- EXTRACTED RECORDS:
--- START ---

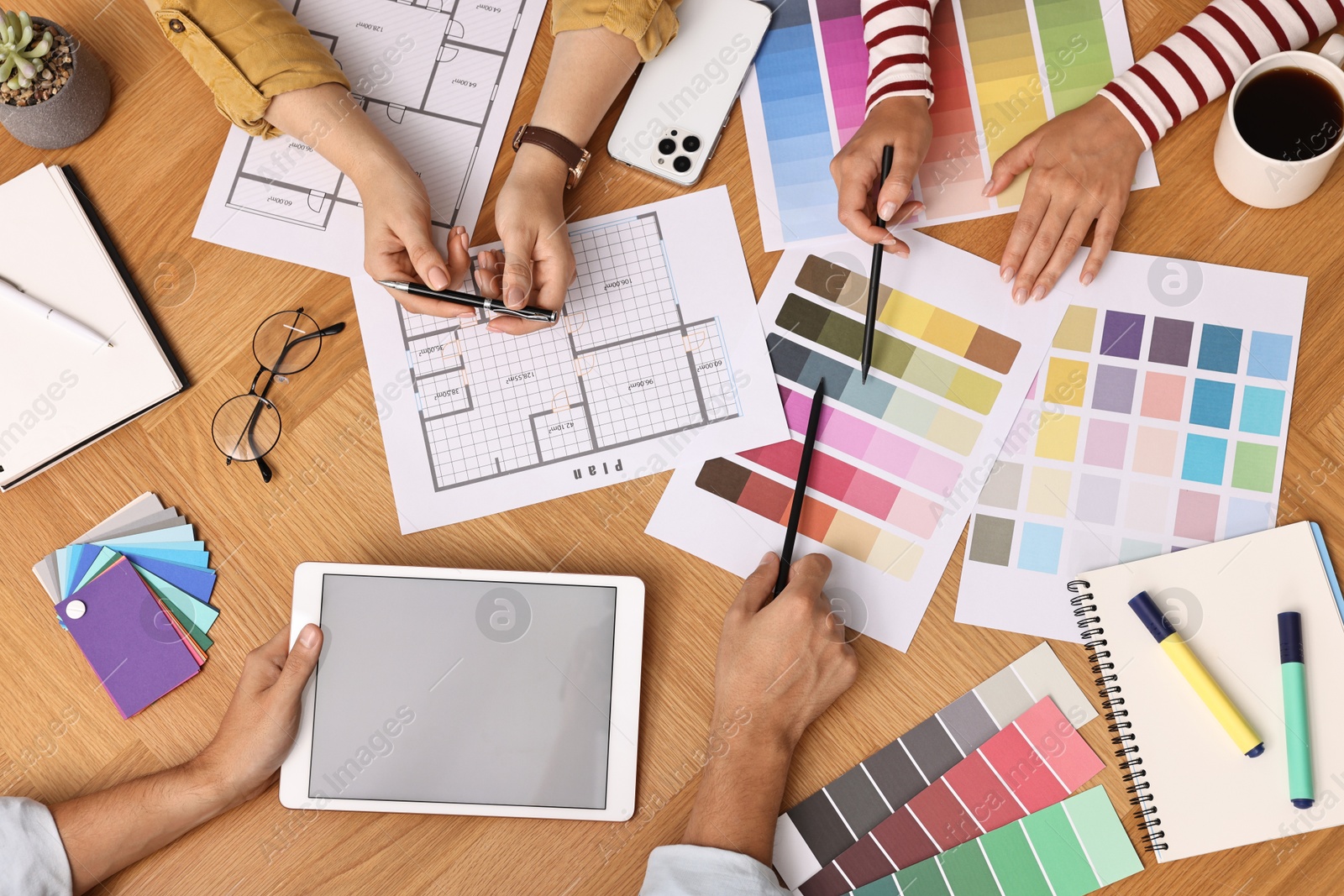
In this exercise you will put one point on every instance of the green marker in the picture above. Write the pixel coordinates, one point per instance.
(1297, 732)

--- END ---
--- START ---

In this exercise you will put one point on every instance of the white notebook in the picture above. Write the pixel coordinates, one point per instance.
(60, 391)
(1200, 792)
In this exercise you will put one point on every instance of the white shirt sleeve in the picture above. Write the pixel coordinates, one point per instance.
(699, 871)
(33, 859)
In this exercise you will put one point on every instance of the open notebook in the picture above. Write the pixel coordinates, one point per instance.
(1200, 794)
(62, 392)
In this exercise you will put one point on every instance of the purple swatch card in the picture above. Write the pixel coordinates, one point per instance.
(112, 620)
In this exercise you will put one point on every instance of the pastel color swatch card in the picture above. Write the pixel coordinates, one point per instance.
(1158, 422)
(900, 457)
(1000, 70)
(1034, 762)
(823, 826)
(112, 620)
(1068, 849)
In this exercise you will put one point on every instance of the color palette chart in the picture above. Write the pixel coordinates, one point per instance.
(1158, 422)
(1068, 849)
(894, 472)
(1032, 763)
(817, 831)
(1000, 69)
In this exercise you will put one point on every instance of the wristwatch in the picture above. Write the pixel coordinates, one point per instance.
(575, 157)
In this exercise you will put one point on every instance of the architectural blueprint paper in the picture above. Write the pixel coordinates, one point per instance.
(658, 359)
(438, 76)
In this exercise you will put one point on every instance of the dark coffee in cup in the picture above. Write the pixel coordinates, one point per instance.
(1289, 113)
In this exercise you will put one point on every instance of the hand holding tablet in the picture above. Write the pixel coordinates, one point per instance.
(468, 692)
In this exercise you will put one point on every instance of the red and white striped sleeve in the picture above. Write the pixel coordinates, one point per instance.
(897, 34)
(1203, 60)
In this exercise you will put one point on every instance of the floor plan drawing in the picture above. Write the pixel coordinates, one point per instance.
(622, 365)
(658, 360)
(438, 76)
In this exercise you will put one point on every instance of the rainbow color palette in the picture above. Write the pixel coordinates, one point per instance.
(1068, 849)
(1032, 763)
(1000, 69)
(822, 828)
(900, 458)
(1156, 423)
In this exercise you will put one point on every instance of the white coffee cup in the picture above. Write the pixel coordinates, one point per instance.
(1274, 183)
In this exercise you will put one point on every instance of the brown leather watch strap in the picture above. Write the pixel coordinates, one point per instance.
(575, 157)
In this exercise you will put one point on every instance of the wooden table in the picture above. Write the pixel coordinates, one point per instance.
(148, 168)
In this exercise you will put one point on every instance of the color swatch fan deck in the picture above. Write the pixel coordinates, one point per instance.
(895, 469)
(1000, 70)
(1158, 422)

--- END ---

- INSTRUCTIONS TO FOLLOW: Copy the lines of the records without any change, starting at the line containing "of the green" and ending at the line containing "(1297, 732)".

- OUTPUT FOR THIS EXERCISE:
In this exercise you will put one point on every instance of the green marker in the picture above. Write the pixel coordinates, one point per instance.
(1297, 732)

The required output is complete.